Goal
Copy the listing below line for line, with no changes.

[Dataset rows showing where objects appear]

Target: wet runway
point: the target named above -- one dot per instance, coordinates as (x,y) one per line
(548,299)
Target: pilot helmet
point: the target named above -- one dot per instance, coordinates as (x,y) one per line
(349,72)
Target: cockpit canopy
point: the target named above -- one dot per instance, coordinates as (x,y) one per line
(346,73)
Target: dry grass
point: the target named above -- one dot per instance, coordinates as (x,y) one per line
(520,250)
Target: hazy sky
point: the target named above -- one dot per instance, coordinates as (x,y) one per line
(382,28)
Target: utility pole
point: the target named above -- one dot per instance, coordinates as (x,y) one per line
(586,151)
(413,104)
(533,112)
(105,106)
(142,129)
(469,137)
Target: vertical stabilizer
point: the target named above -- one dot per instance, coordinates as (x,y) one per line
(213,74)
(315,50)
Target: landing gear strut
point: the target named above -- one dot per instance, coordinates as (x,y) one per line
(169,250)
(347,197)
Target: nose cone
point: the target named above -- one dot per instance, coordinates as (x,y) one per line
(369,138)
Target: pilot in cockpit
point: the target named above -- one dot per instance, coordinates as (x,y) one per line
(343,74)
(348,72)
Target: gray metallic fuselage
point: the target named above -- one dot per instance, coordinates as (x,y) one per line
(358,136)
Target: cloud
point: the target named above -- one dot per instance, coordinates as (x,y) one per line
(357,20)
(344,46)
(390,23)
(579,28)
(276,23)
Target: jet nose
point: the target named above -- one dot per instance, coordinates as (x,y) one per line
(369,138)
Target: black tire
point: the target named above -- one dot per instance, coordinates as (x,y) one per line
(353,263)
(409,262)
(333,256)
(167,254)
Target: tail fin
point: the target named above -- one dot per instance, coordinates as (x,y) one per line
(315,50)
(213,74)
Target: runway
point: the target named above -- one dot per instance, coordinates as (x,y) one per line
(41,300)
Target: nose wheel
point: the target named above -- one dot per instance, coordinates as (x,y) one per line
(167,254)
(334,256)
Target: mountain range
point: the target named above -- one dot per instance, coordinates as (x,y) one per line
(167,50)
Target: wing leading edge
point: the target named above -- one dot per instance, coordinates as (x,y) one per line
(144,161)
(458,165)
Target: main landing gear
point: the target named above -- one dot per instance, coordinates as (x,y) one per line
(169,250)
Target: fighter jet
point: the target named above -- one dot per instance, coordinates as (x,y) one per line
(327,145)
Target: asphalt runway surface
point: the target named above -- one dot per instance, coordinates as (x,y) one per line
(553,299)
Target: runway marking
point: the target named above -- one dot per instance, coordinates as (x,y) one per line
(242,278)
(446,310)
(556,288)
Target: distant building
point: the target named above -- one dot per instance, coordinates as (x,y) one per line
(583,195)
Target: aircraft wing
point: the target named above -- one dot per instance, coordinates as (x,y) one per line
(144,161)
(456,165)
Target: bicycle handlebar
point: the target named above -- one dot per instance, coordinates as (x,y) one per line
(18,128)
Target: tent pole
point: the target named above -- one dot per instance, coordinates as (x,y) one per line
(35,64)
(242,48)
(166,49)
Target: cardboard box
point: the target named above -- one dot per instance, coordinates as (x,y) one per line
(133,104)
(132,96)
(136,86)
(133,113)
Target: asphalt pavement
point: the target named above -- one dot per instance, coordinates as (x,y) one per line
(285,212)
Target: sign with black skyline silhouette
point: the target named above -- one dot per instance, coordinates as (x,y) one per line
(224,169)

Response to this task
Target: wet runway
point: the target named above -- one dot per instance, coordinates as (x,y) one per line
(548,299)
Target: pilot helmet
point: the target named above -- one dot per instance, coordinates as (x,y) one per line
(349,72)
Target: cockpit canopy
point: the target named above -- one dot per instance, coordinates as (x,y) one per line
(346,73)
Target: dry grass
point: the target named above -- one dot per instance, coordinates as (x,y) one per line
(520,250)
Target: hazy sky
point: the target named above -- one dot per instance, coordinates as (x,y) one per line
(382,28)
Target: utility pole
point: the target named above -- one dot per instance, coordinates as (x,y) one per line
(586,151)
(413,104)
(533,112)
(105,106)
(142,129)
(469,137)
Target: vertical stabilizer
point: the target named above -- one dot per instance, coordinates as (x,y) one per line
(213,74)
(315,50)
Target: landing gear strut
point: the target named above -- one dot per instance, coordinates as (x,y) one per line
(169,250)
(347,197)
Target: nose cone
point: the target named above -- one dot per instance, coordinates as (x,y) one per line
(369,138)
Target: pilot in cockpit
point: the target named above -- one dot per instance, coordinates as (x,y) one per line
(343,74)
(348,72)
Target: gray metallic fuselage
point: the target named above -- one dot per instance, coordinates as (x,y) one per line
(358,136)
Target: cloud
point: the target named above -- one dot per instance, coordinates as (x,y) one per line
(357,20)
(344,46)
(390,23)
(579,28)
(276,23)
Target: jet nose
point: the target named above -- one dot per instance, coordinates as (x,y) one per line
(369,138)
Target: black tire
point: the target named above -- one dot per instance, coordinates as (x,y) one per line
(353,263)
(409,262)
(333,256)
(167,254)
Target: tail fin
point: the target named above -- one dot per instance, coordinates as (x,y) one per line
(315,50)
(213,74)
Target: runway
point: the target named above -- one dot per instance, coordinates as (x,y) one per line
(41,300)
Target: nose wheel
point: the target named above -- one dot per instance, coordinates as (x,y) one per line
(167,254)
(334,256)
Target: mountain range
point: the target named above -- one dot per instance, coordinates as (x,y) one per line
(167,50)
Target: wing leading edge
point: the target named above -- one dot per instance, coordinates as (x,y) one per line
(144,161)
(458,165)
Target: main landing gear
point: the target named above -- one dot per instance, coordinates as (x,y) one per line
(169,250)
Target: fighter jet
point: the target named above -- one dot per instance, coordinates as (x,y) one per line
(327,145)
Target: asphalt runway surface
point: the target named above -- one dot per instance, coordinates as (x,y) one per line
(553,299)
Target: runway marking
point: the target named above -- one dot per instance, coordinates as (x,y) one per line
(242,278)
(446,310)
(556,288)
Target: distant building
point: the target named above -- one dot per instance, coordinates as (x,y) one per line
(583,195)
Target: aircraft wing
point: the target named above -- one dot per instance, coordinates as (x,y) one per line
(144,161)
(456,165)
Target: bicycle handlebar
point: the target named above -- one dot per instance, coordinates as (x,y) one per line
(18,128)
Target: tent pole
point: the target named above -- one dot per instance, coordinates as (x,y) one per line
(35,64)
(242,48)
(166,49)
Target: cardboard box
point: the target named above -- one dot per instance, coordinates as (x,y) one per line
(133,104)
(132,96)
(136,86)
(133,113)
Target: asphalt pavement
point: the target named above -- one dot per instance, coordinates as (x,y) one per line
(285,212)
Target: sign with black skyline silhouette
point: the target named above -- one dot per instance, coordinates as (x,y) one per line
(224,169)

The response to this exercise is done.